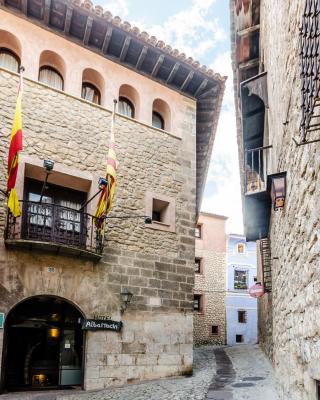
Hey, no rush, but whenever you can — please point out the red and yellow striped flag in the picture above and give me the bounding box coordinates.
[94,101,117,229]
[7,72,23,217]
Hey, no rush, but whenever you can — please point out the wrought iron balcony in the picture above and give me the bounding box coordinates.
[245,146,272,195]
[5,201,103,259]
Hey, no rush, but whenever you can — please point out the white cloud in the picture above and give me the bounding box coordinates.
[202,52,243,233]
[103,0,129,18]
[129,0,225,59]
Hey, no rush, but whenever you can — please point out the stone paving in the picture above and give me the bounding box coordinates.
[0,345,278,400]
[205,345,279,400]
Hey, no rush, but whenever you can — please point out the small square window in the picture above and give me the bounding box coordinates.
[238,310,247,324]
[145,192,176,232]
[152,199,169,224]
[236,335,243,343]
[234,270,248,290]
[211,325,219,336]
[194,225,202,239]
[193,294,202,312]
[194,257,202,274]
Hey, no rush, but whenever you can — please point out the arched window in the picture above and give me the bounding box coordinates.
[237,243,246,254]
[0,47,20,72]
[81,82,101,104]
[152,111,164,129]
[39,65,63,90]
[118,97,134,118]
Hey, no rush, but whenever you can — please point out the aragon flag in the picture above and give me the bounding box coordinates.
[7,70,23,217]
[94,100,117,229]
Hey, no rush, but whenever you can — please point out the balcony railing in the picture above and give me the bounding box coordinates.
[244,145,272,194]
[5,201,103,258]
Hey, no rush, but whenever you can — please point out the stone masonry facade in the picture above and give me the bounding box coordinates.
[231,0,320,400]
[0,70,196,389]
[194,213,227,345]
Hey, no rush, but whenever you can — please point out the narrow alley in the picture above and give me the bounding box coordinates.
[1,345,278,400]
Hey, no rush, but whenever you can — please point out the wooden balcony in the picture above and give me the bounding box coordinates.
[5,201,104,260]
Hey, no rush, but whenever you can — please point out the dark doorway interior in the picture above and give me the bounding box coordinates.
[3,296,83,391]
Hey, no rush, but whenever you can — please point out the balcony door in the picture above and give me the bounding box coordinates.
[23,179,87,247]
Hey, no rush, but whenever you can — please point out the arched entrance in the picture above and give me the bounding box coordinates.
[3,296,84,391]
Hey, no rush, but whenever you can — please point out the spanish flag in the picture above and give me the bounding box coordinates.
[94,101,117,229]
[7,71,23,217]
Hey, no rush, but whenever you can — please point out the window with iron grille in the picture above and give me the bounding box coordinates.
[300,0,320,143]
[238,310,247,324]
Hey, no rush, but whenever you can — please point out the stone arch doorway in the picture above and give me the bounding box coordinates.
[2,295,84,391]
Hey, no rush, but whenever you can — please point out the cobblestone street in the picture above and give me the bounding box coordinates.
[0,346,278,400]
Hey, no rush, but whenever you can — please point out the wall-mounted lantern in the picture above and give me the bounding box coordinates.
[268,172,287,211]
[120,288,133,313]
[39,160,54,203]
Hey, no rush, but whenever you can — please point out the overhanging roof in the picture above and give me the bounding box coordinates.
[0,0,226,211]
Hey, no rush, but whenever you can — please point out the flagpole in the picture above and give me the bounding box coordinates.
[105,99,118,215]
[18,65,25,93]
[110,99,118,143]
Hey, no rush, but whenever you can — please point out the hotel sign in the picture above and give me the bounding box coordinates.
[82,319,122,332]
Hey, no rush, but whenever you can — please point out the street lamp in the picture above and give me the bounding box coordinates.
[120,288,133,313]
[39,160,54,203]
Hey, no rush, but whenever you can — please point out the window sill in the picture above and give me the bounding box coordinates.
[152,221,170,227]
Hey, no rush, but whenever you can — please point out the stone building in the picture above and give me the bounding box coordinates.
[0,0,225,390]
[226,234,258,346]
[230,0,320,400]
[194,212,227,345]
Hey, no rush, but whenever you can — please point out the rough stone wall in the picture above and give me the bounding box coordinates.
[257,241,273,360]
[0,70,195,389]
[261,0,320,400]
[194,224,226,345]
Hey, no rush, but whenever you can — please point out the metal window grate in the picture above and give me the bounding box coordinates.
[260,238,272,292]
[300,0,320,143]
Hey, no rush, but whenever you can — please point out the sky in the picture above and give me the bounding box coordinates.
[101,0,243,233]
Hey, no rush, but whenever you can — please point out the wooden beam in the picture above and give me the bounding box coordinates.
[199,87,215,101]
[194,79,208,97]
[136,46,148,69]
[101,25,112,53]
[167,63,180,83]
[43,0,51,25]
[151,54,164,76]
[21,0,28,15]
[64,7,73,35]
[180,71,194,90]
[83,17,93,46]
[120,36,131,61]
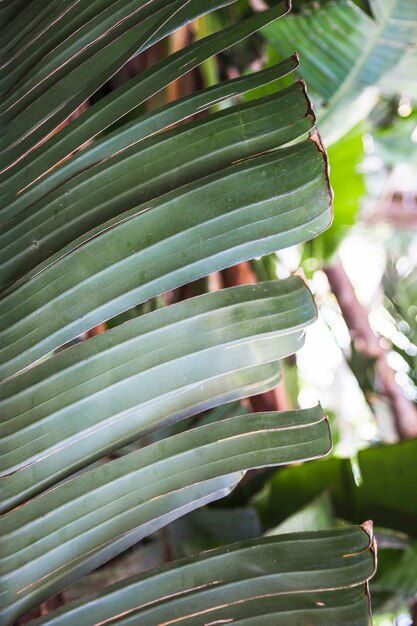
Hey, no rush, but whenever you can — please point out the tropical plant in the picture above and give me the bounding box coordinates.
[0,0,375,626]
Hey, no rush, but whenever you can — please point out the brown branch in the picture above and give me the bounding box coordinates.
[324,263,417,439]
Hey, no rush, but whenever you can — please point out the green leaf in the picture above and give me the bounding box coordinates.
[257,440,417,536]
[0,78,313,282]
[0,407,332,620]
[0,0,237,158]
[264,0,417,142]
[304,125,366,263]
[267,493,335,535]
[27,528,375,626]
[1,278,316,507]
[0,54,298,219]
[0,140,331,377]
[0,0,287,177]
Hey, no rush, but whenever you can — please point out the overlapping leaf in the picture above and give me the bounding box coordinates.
[265,0,417,140]
[0,407,331,619]
[1,278,316,507]
[28,528,375,626]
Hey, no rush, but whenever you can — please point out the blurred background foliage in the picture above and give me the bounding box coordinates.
[52,0,417,626]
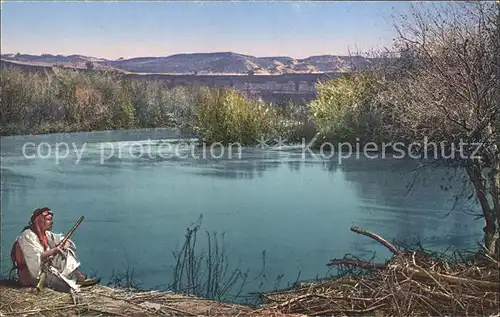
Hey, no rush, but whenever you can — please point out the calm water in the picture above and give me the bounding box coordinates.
[1,130,482,298]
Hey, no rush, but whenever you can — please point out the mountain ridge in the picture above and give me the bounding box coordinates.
[1,51,372,75]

•••••

**REQUEST**
Rescale the entries above. Begin at the line that has "the arched window" and stop after the line that has "[5,201,103,258]". Repeat every line in that span, requests included, and multiply each bounding box coordinate in the answers by 0.7, rounding to whole numbers with halves rounded up.

**REPLY**
Hey, no rush, but whenever you can — please point out the arched window in the picture above and give me the bounding box coordinates.
[166,170,172,178]
[0,33,14,50]
[57,57,71,73]
[106,78,115,90]
[27,46,44,63]
[83,68,94,83]
Hey, no rush, but whenever you can — please point out the aragon flag in the picture above and give me the bounding box coordinates.
[5,49,16,152]
[66,70,82,160]
Hey, no rush, but whenever you can — please point out the balcony railing in the picture above and give me the bounding box coordinates.
[171,102,190,136]
[4,141,72,181]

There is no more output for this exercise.